══ TEXTE DE RÉFÉRENCE
Les quatre saisons en littérature
"Je trouvai dès lors qu’on pouvait diviser les saisons de l'année, non pas en été et en hiver, comme on fait en Europe, mais en temps de pluie et de sécheresse" constate Robinson Crusoé, dans le roman de Daniel Defoe. Penchons-nous, dans cet article, sur l’évocation des quatre saisons dans la littérature classique.
Sur les quatre saisons
Alphonse de Lamartine, "Les Saisons", Harmonies poétiques et religieuses, 1830
Hiver
L’hiver est la saison des extrêmes, du froid et du blanc. Les écrivains s’en emparent pour évoquer la beauté d’une nature sauvage, parfois grandiose car endormie ou indomptée, mais aussi pour dénoncer l’injustice ou l’acharnement du sort, en divisant le monde en deux catégories : ceux qui souffrent du froid et ceux qui en sont préservés.
L’hiver en poésie
Charles d’Orléans, "Hiver, vous n’êtes qu’un vilain", Poésies, vers 1430
Saint-Amant, "L’Hyver des Alpes", Œuvres complètes, vers 1650
Marceline Desbordes-Valmore, "La Nuit d’hiver", Poésies, 1860
Victor Hugo, "Va-t-en me dit la bise", Les Chansons des rues et des bois, 1865
Victor Hugo, "Il fait froid", Les Contemplations, 1856
Arthur Rimbaud, "Les Effarés", Poésies, 1870
Paul Verlaine, "Dans l’interminable", Romances sans paroles, 1874
Anna de Noailles, "L’Hiver", Le Cœur innombrable, 1901
Guillaume Apollinaire, "Les Sapins", Alcools, 1913
L’hiver dans les nouvelles
C’était l’hiver dernier, dans une forêt du nord-est de la France. La nuit vint deux heures plus tôt, tant le ciel était sombre. […] Parfois, sous une immense rafale, toute la forêt s’inclinait dans le même sens avec un gémissement de souffrance ; et le froid m’envahissait, malgré mon pas rapide et mon court vêtement.
Guy de Maupassant,"La Peur", Contes de la Bécasse, 1883
L’hiver dans les romans
Elle avait été congédiée vers la fin de l'hiver ; l'été se passa, mais l'hiver revint. Jours courts, moins de travail. L'hiver, point de chaleur, point de lumière, point de midi, le soir touche au matin, brouillard, crépuscule, la fenêtre est grise, on n'y voit pas clair. Le ciel est un soupirail. Toute la journée est une cave. Le soleil a l'air d'un pauvre. L'affreuse saison ! L'hiver change en pierre l'eau du ciel et le cœur de l'homme.
════
══ EXTRAITS DU CORPUS
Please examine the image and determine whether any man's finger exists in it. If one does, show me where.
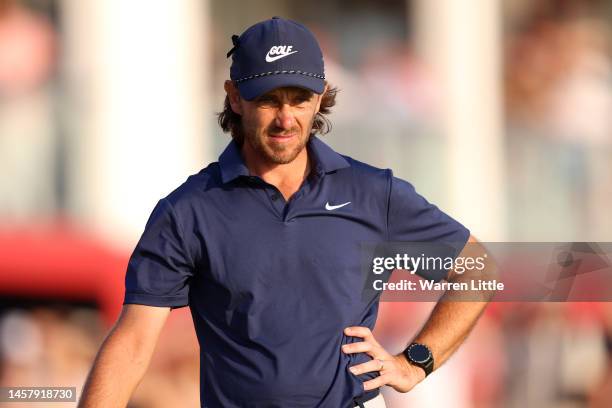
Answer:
[349,358,384,375]
[363,374,389,391]
[342,341,374,354]
[344,326,374,340]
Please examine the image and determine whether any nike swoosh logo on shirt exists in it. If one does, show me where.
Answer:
[260,51,297,62]
[325,201,351,211]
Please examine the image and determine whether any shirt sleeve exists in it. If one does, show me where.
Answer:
[387,174,470,281]
[123,199,195,307]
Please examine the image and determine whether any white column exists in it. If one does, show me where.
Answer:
[62,0,214,247]
[411,0,505,241]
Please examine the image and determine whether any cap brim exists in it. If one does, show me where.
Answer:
[238,74,325,101]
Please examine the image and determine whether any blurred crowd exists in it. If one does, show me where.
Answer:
[0,0,612,408]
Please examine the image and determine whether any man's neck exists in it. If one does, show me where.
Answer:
[242,146,310,201]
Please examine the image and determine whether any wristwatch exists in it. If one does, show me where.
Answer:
[404,343,433,377]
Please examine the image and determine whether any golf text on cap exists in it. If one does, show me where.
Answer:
[266,45,297,62]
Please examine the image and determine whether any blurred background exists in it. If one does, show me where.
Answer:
[0,0,612,408]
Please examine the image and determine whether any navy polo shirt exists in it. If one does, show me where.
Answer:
[125,137,469,408]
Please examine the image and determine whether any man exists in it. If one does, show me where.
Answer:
[80,17,484,408]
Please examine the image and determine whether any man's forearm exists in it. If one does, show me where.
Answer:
[413,301,487,369]
[404,237,498,369]
[78,332,149,408]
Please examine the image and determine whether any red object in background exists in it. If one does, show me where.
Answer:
[0,226,128,325]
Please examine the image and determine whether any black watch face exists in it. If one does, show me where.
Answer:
[408,344,431,363]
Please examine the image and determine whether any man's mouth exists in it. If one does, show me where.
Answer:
[268,133,296,142]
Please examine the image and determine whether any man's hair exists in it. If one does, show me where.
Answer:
[217,81,338,146]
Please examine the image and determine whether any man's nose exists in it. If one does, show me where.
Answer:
[275,103,295,129]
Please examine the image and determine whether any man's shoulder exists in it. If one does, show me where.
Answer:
[341,155,393,182]
[165,162,221,207]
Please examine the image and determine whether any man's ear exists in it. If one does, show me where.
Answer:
[223,80,242,115]
[315,82,328,113]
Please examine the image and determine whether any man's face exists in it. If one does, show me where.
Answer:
[226,83,321,164]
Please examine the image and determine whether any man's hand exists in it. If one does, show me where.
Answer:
[342,326,425,392]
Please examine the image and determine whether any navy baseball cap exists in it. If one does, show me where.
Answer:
[227,17,325,100]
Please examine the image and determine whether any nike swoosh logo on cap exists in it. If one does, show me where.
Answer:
[260,51,297,62]
[325,201,351,211]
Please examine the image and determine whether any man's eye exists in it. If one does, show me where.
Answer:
[293,96,310,105]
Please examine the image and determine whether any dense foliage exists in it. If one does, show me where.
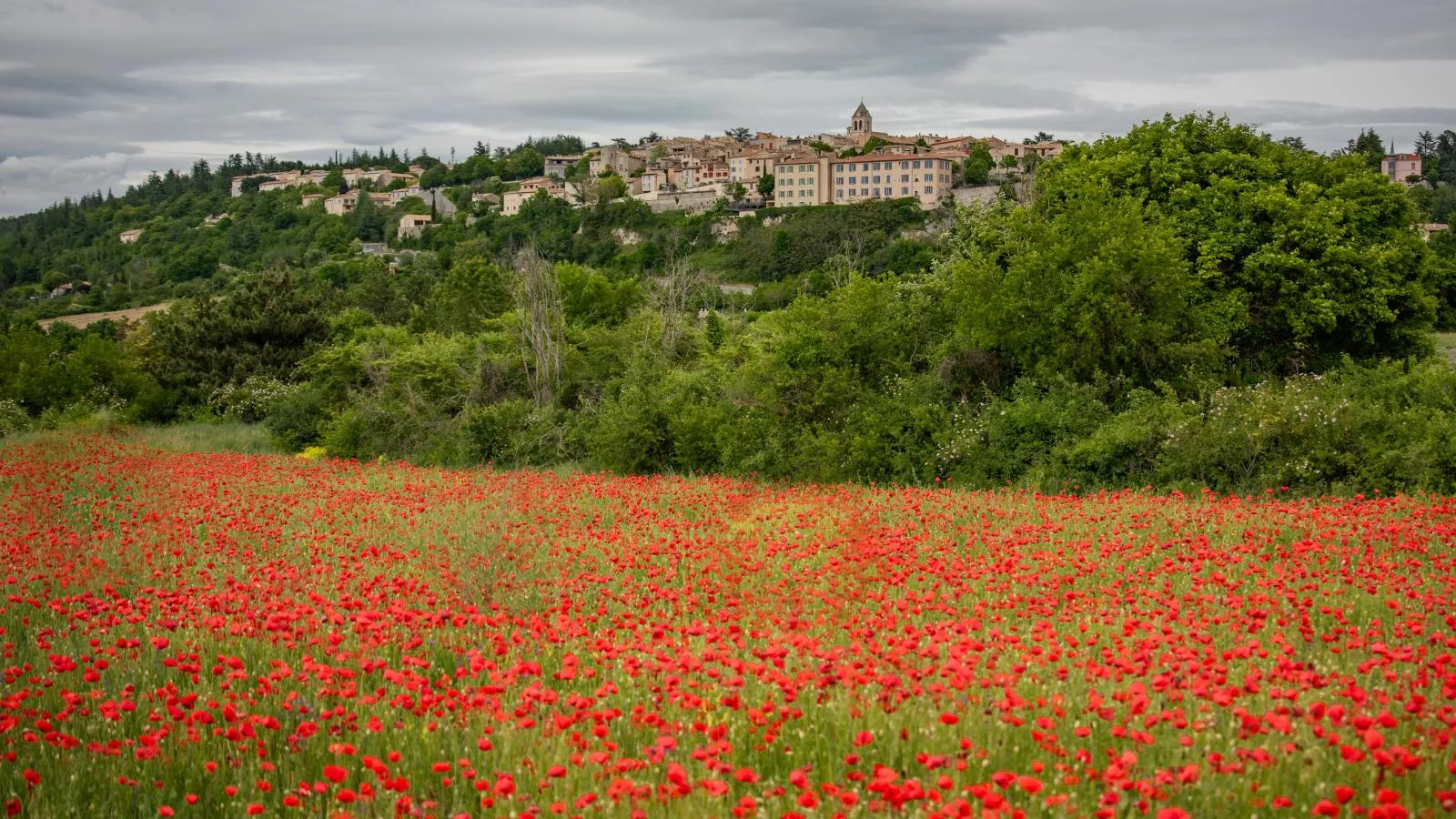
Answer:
[0,116,1456,491]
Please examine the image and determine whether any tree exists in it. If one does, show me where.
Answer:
[1415,131,1436,162]
[1344,128,1385,170]
[652,259,708,359]
[951,116,1436,383]
[138,272,328,405]
[1425,130,1456,185]
[424,257,514,334]
[597,174,628,203]
[755,174,774,203]
[963,143,996,185]
[512,249,566,407]
[347,191,384,242]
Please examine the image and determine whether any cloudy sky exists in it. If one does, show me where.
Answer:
[0,0,1456,216]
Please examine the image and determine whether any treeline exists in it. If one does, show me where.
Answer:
[8,116,1456,492]
[0,134,584,288]
[0,177,929,320]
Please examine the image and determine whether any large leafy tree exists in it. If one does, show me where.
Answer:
[946,116,1436,383]
[138,272,328,405]
[1344,128,1385,170]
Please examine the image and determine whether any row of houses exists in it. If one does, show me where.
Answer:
[502,102,1061,214]
[231,165,424,197]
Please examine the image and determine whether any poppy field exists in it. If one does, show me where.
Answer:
[0,436,1456,819]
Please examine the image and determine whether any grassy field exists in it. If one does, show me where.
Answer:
[0,427,1456,817]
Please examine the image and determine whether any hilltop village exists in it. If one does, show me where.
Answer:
[215,102,1061,240]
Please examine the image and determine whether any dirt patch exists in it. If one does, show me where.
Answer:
[35,301,172,329]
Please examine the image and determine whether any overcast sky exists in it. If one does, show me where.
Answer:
[0,0,1456,214]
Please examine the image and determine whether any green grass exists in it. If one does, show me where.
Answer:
[129,421,282,455]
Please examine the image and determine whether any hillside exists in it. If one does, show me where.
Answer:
[0,116,1456,492]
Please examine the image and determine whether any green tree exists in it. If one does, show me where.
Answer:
[424,257,512,334]
[345,191,384,242]
[1344,128,1385,170]
[963,143,996,185]
[755,174,774,201]
[138,272,328,407]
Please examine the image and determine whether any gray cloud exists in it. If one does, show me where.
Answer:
[0,0,1456,214]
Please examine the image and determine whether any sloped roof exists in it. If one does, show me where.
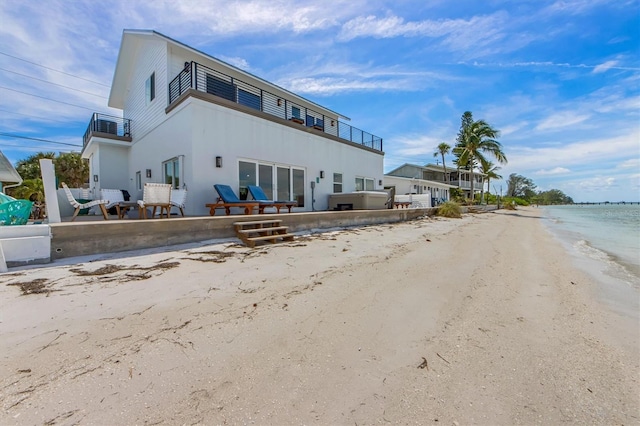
════
▸ CONSIGNE:
Pour chaque affirmation, indiquez par oui ou par non si elle concorde avec le texte de référence, et citez les mots du texte qui tranchent.
1. Robinson Crusoé divise les saisons de l'année en temps de pluie et de sécheresse.
2. Le récit de Maupassant se déroule dans une forêt du sud-ouest de la France.
3. Le recueil Alcools d'Apollinaire date de 1913.

▸ CORRIGÉ:
1. Oui : « non pas en été et en hiver, comme on fait en Europe, mais en temps de pluie et de sécheresse ».
2. Non : « dans une forêt du nord-est de la France ».
3. Oui : « Alcools, 1913 ».